TEXTO SELECCIONADO:
El corazón de Adán fue envenenado por la desobediencia y comenzó a sentirse muy mal. Tuvo miedo. Algo en el corazón le hizo saber que se había apartado de Dios y se sintió desnudo.
Entonces Dios cosió túnicas de pieles para Adán y Eva y los expulsó del paraíso para que no comieran del árbol de la vida, pues si comían de ese árbol vivirían para siempre, pero siendo enemigos de Dios. Las túnicas de pieles que Dios cosió para los primeros padres eran túnicas frágiles, débiles. Se desgastan y corrompen con el tiempo. Y finalmente un día vuelven al polvo. Son un traje de viajeros, que Dios, en su misericordia, regaló a Adán. Dios concedió a Adán el sueño de la muerte para que aguardara dormido el perdón y la salvación de Dios. Y el Señor Jesús, que no cometió pecado ni estab sujeto a la corrupción, quiso ser despojado de sus vestiduras para vestir de gloria la desgastada túnica de piel de Adán.
Padrenuestro

Duodécima estación
El Señor es clavado en la cruz
Te adoramos, Cristo, y te bendecimos…
Dice la Escritura que el profeta Eliseo habitaba con la comunidad de profetas. Pero luego los profetas quisieron una casa más grande. Así que dijeron al profeta: «Vayamos al Jordán, y tomemos allí cada uno un madero, para hacernos un lugar para habitar». Fueron, y al llegar al Jordán se pusieron a cortar árboles. De repente a uno de ellos se le zafó el hierro de su hacha y cayó en el fondo del agua. El hombre gritó: «Ay, de mí. Era prestado». Pero Eliseo le preguntó: «¿Dónde cayó?». Y el hombre le mostró el sitio. Entonces Eliseo cortó un trozo de madera y la arrojó al agua. El hierro salió a flote y Eliseo dijo al hombre: «Tómalo». Y el hombre extendió su mano y lo agarró.

OBJETIVO PLANTEADO 1:
Según el texto seleccionado, ¿qué hizo Eliseo después de que el hombre le mostró el sitio donde había caído el hierro?
OBJETIVO PLANTEADO 2:
Actualiza la parte del texto seleccionado que se abre con las palabras que contienen "El corazón de" y se cierra con "se sintió desnudo.", poniendo "temor" en lugar de "miedo".

INFORMACIÓN PROPORCIONADA:
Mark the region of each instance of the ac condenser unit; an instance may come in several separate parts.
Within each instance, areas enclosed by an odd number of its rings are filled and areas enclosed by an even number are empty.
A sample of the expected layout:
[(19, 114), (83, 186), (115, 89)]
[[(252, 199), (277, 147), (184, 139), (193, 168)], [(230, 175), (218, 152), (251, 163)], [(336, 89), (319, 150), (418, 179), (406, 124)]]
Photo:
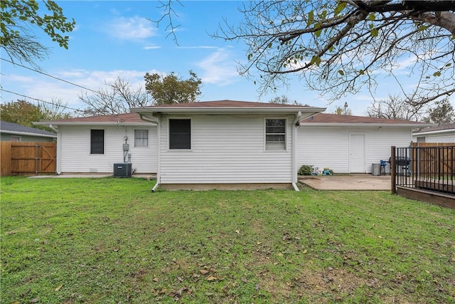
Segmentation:
[(130, 162), (119, 162), (114, 164), (114, 177), (131, 177), (132, 164)]

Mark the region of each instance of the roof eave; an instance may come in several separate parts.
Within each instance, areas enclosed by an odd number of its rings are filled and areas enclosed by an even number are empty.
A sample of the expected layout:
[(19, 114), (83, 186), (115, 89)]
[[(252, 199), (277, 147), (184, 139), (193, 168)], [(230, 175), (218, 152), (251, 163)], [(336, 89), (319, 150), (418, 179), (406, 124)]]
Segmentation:
[(383, 122), (302, 122), (301, 126), (305, 127), (407, 127), (412, 128), (427, 127), (426, 124), (410, 123), (383, 123)]
[(134, 127), (134, 126), (149, 126), (151, 125), (153, 127), (155, 127), (156, 125), (154, 125), (151, 122), (55, 122), (55, 121), (47, 121), (47, 122), (33, 122), (33, 125), (73, 125), (73, 126), (86, 126), (86, 125), (99, 125), (99, 126), (116, 126), (121, 125), (125, 127)]
[(20, 131), (9, 131), (6, 130), (2, 130), (0, 132), (4, 134), (12, 134), (14, 135), (23, 135), (23, 136), (35, 136), (38, 137), (52, 137), (57, 138), (57, 135), (53, 135), (50, 134), (41, 134), (41, 133), (32, 133), (30, 132), (20, 132)]
[(299, 112), (302, 113), (309, 113), (311, 116), (326, 110), (324, 108), (259, 108), (259, 107), (200, 107), (200, 108), (134, 108), (130, 109), (131, 112), (137, 113), (161, 113), (168, 114), (199, 114), (199, 115), (229, 115), (229, 114), (294, 114)]
[(451, 133), (454, 132), (455, 129), (437, 130), (434, 131), (419, 131), (412, 132), (414, 135), (429, 135), (432, 134)]

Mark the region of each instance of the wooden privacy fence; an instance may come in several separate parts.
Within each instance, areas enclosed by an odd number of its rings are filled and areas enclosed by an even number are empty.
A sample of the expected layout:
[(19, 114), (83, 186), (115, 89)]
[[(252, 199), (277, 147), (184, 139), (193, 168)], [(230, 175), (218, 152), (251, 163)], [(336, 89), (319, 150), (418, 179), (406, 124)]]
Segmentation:
[(2, 177), (55, 173), (55, 142), (1, 142)]

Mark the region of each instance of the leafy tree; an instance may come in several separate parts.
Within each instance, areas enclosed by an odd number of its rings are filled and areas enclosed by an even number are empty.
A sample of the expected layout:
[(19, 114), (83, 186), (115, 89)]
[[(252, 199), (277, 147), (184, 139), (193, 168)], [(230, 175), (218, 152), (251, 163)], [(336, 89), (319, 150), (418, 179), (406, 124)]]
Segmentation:
[(352, 115), (353, 111), (349, 108), (348, 108), (348, 103), (345, 103), (344, 107), (337, 105), (335, 108), (333, 114), (337, 115)]
[(17, 100), (0, 105), (1, 120), (44, 130), (48, 129), (45, 126), (36, 126), (33, 122), (73, 117), (71, 113), (65, 112), (65, 105), (59, 100), (38, 105), (25, 100)]
[[(262, 93), (294, 73), (336, 100), (364, 87), (373, 94), (381, 75), (426, 103), (455, 92), (454, 10), (454, 1), (249, 1), (240, 24), (225, 21), (213, 36), (247, 43), (240, 70), (257, 70)], [(400, 85), (401, 61), (419, 79), (410, 93)]]
[(285, 95), (282, 95), (281, 97), (277, 96), (270, 100), (269, 100), (269, 103), (277, 103), (279, 105), (300, 105), (300, 103), (297, 103), (297, 100), (291, 101), (289, 98)]
[(106, 85), (107, 89), (100, 88), (93, 95), (85, 92), (79, 96), (79, 99), (87, 105), (84, 110), (85, 115), (127, 113), (130, 108), (153, 105), (153, 100), (142, 88), (132, 88), (128, 81), (119, 77), (113, 83), (106, 83)]
[(192, 70), (189, 73), (190, 78), (186, 80), (173, 73), (166, 76), (147, 73), (144, 76), (145, 89), (156, 105), (194, 103), (200, 95), (202, 81)]
[(38, 67), (34, 63), (35, 59), (43, 59), (48, 54), (48, 48), (33, 35), (33, 27), (43, 30), (60, 47), (68, 48), (69, 36), (65, 36), (65, 33), (74, 29), (75, 21), (74, 19), (68, 21), (55, 1), (43, 3), (50, 14), (41, 14), (39, 2), (36, 1), (0, 1), (0, 46), (11, 61), (16, 58)]
[(422, 119), (425, 104), (412, 99), (389, 95), (387, 99), (375, 100), (368, 109), (368, 116), (418, 121)]
[(428, 116), (424, 118), (427, 122), (445, 125), (455, 121), (455, 109), (449, 98), (437, 101), (427, 112)]

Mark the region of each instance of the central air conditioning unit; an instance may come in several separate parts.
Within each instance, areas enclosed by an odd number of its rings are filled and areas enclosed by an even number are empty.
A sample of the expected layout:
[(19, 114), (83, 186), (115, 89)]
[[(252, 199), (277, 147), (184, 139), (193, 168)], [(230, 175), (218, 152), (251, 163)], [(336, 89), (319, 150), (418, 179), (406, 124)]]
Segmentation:
[(119, 162), (114, 164), (114, 177), (131, 177), (131, 162)]

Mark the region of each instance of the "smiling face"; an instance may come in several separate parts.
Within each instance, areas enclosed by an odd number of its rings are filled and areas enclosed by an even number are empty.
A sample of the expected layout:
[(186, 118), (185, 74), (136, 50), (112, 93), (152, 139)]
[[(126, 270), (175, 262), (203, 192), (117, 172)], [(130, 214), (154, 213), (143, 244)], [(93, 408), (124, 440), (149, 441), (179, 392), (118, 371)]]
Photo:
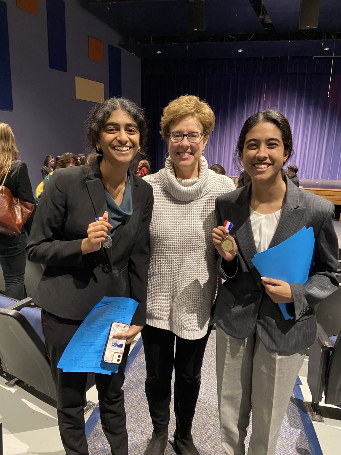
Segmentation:
[(96, 145), (101, 149), (104, 159), (129, 163), (140, 147), (136, 122), (124, 111), (113, 111), (102, 128)]
[[(184, 134), (203, 132), (201, 123), (192, 116), (185, 117), (178, 121), (172, 123), (170, 126), (169, 132), (174, 131)], [(208, 136), (203, 136), (199, 142), (193, 143), (190, 142), (187, 137), (184, 136), (181, 142), (173, 142), (168, 137), (167, 143), (169, 155), (173, 160), (176, 173), (177, 175), (181, 176), (184, 172), (189, 174), (191, 171), (195, 173), (198, 169), (199, 159), (206, 147), (208, 139)], [(197, 177), (197, 175), (196, 176)]]
[(262, 121), (246, 133), (241, 158), (253, 180), (275, 181), (281, 179), (281, 171), (288, 153), (279, 129), (271, 122)]

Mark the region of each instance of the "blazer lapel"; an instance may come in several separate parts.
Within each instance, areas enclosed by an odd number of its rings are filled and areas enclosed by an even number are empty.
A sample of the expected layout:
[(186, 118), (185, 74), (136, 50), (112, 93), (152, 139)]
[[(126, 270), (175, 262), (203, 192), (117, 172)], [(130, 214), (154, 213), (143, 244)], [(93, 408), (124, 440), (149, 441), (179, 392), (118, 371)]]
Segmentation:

RESPUESTA FINAL 1:
Cortó un trozo de madera y lo arrojó al agua.

RESPUESTA FINAL 2:
El corazón de Adán fue envenenado por la desobediencia y comenzó a sentirse muy mal. Tuvo temor. Algo en el corazón le hizo saber que se había apartado de Dios y se sintió desnudo.